_EXCERPTED TEXT_:
****

= Alexander Boyd, 3rd Lord Boyd =

Scottish noble

Alexander Boyd, 3rd Lord Boyd (died after 1508) was a Scottish noble.

==Biography==
Alexander Boyd, uncle and heir, and, but for the attainder of 1469, Lord Boyd (he does not appear to have been recognised as such), being second son of Robert 1st Lord Boyd. He became head of the family on the death of his 15-year-old nephew James, 2nd Lord Boyd in 1484. He was Chamberlain of Kilmarnock before 2 August 1488 and a witness to the sasine of Queen Margaret to the Lordship of Kilmarnock on 19 April 1504. He was still living 26 June 1508. He was said to be a favourite of King James IV.

****

_DATA BLOCK_:
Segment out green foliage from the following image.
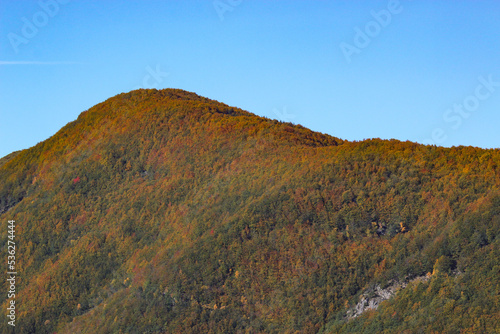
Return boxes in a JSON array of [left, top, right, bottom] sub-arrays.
[[0, 89, 500, 333]]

****

_TASK REQUIREMENTS_:
Reproduce the Alexander Boyd biography word for word, everything from "Alexander Boyd, 3rd Lord Boyd (died" down to "King James IV.". The lines above come from a different source than the Alexander Boyd biography.

_RESPONSE_:
Alexander Boyd, 3rd Lord Boyd (died after 1508) was a Scottish noble.

==Biography==
Alexander Boyd, uncle and heir, and, but for the attainder of 1469, Lord Boyd (he does not appear to have been recognised as such), being second son of Robert 1st Lord Boyd. He became head of the family on the death of his 15-year-old nephew James, 2nd Lord Boyd in 1484. He was Chamberlain of Kilmarnock before 2 August 1488 and a witness to the sasine of Queen Margaret to the Lordship of Kilmarnock on 19 April 1504. He was still living 26 June 1508. He was said to be a favourite of King James IV.